Stored items
################

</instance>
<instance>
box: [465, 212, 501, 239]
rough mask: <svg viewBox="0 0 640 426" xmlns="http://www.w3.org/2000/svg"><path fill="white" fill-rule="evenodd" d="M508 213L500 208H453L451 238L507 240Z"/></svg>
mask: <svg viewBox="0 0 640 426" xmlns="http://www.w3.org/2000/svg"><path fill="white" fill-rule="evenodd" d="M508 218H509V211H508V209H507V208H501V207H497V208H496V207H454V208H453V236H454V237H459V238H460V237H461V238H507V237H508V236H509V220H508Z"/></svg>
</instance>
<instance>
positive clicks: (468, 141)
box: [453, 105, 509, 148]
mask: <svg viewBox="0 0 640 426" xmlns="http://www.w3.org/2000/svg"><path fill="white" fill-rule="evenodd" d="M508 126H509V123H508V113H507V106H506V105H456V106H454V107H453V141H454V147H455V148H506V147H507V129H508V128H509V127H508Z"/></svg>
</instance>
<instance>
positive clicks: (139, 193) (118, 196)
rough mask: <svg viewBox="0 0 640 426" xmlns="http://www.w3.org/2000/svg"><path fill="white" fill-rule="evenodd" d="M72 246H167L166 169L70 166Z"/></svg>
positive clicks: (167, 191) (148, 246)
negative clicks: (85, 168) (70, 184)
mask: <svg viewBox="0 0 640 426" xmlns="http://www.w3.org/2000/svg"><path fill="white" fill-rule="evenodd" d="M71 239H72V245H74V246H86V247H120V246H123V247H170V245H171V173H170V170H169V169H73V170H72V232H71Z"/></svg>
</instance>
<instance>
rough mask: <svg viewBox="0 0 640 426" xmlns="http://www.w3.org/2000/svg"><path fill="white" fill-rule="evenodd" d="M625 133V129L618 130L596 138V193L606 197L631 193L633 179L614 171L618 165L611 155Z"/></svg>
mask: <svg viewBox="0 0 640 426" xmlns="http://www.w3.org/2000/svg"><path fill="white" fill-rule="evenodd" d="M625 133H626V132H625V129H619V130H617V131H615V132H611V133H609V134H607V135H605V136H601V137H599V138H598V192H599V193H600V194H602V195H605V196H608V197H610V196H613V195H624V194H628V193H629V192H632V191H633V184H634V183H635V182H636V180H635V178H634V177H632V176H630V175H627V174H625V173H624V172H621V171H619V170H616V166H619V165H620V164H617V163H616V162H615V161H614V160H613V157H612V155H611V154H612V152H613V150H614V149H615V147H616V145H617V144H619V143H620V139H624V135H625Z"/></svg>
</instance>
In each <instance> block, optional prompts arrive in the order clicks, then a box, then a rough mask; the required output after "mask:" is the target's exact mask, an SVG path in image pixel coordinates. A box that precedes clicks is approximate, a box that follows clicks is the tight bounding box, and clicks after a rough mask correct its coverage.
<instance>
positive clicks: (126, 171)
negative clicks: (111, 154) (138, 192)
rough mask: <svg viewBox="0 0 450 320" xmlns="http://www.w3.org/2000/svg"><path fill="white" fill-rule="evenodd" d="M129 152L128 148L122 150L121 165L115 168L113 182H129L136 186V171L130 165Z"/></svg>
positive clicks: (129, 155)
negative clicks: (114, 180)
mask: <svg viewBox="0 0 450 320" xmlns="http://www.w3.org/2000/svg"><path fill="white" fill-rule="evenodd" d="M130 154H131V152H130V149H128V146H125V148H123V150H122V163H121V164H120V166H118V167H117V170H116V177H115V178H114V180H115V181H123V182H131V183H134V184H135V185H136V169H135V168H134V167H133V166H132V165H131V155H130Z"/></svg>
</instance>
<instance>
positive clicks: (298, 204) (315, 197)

################

### WHAT TO PRODUCE
What this exercise asks for is an exact copy of all the records.

### YOUR RESPONSE
</instance>
<instance>
box: [465, 212, 501, 239]
rough mask: <svg viewBox="0 0 640 426" xmlns="http://www.w3.org/2000/svg"><path fill="white" fill-rule="evenodd" d="M508 213L500 208H453L451 238L507 240Z"/></svg>
mask: <svg viewBox="0 0 640 426" xmlns="http://www.w3.org/2000/svg"><path fill="white" fill-rule="evenodd" d="M508 218H509V211H508V209H507V208H501V207H497V208H496V207H454V208H453V236H454V237H459V238H460V237H461V238H507V237H508V236H509V220H508Z"/></svg>
</instance>
<instance>
positive clicks: (468, 141)
box: [453, 105, 509, 148]
mask: <svg viewBox="0 0 640 426" xmlns="http://www.w3.org/2000/svg"><path fill="white" fill-rule="evenodd" d="M508 126H509V123H508V113H507V106H506V105H456V106H454V107H453V141H454V147H455V148H506V147H507V129H508V128H509V127H508Z"/></svg>
</instance>
<instance>
positive clicks: (139, 193) (118, 196)
rough mask: <svg viewBox="0 0 640 426" xmlns="http://www.w3.org/2000/svg"><path fill="white" fill-rule="evenodd" d="M72 246H167L166 169L70 166Z"/></svg>
positive clicks: (167, 191) (148, 246)
negative clicks: (85, 168) (70, 184)
mask: <svg viewBox="0 0 640 426" xmlns="http://www.w3.org/2000/svg"><path fill="white" fill-rule="evenodd" d="M71 239H72V245H74V246H86V247H120V246H123V247H170V245H171V173H170V170H169V169H73V170H72V232H71Z"/></svg>
</instance>
<instance>
rough mask: <svg viewBox="0 0 640 426" xmlns="http://www.w3.org/2000/svg"><path fill="white" fill-rule="evenodd" d="M625 133V129L618 130L596 138V193L606 197L631 193L633 179L614 171L618 165L611 155Z"/></svg>
mask: <svg viewBox="0 0 640 426" xmlns="http://www.w3.org/2000/svg"><path fill="white" fill-rule="evenodd" d="M625 133H626V132H625V129H619V130H617V131H615V132H611V133H609V134H607V135H605V136H601V137H599V138H598V192H599V193H600V194H602V195H605V196H608V197H610V196H613V195H624V194H628V193H629V192H632V191H633V184H634V183H635V182H636V180H635V178H634V177H632V176H630V175H627V174H625V173H624V172H621V171H619V170H616V166H619V165H620V164H617V163H616V162H615V161H614V160H613V157H612V155H611V154H612V152H613V150H614V149H615V147H616V145H617V144H619V143H620V139H624V135H625Z"/></svg>
</instance>
In each <instance> block, optional prompts arrive in the order clicks, then a box, then a rough mask; the required output after "mask:" is the target's exact mask, an SVG path in image pixel coordinates. A box that precedes clicks is approximate, a box that follows clicks is the tight bounding box, and clicks after a rough mask correct its coverage.
<instance>
positive clicks: (126, 171)
negative clicks: (111, 154) (138, 192)
rough mask: <svg viewBox="0 0 450 320" xmlns="http://www.w3.org/2000/svg"><path fill="white" fill-rule="evenodd" d="M129 152L128 148L122 150L121 165L115 168L113 182H129L136 186V171L130 165Z"/></svg>
positive clicks: (129, 155)
negative clicks: (114, 180)
mask: <svg viewBox="0 0 450 320" xmlns="http://www.w3.org/2000/svg"><path fill="white" fill-rule="evenodd" d="M130 154H131V152H130V149H128V146H125V148H123V150H122V163H121V164H120V166H118V167H117V170H116V177H115V178H114V180H115V181H123V182H131V183H134V184H135V185H136V169H135V168H134V167H133V166H132V165H131V155H130Z"/></svg>
</instance>
<instance>
positive clicks: (298, 204) (315, 197)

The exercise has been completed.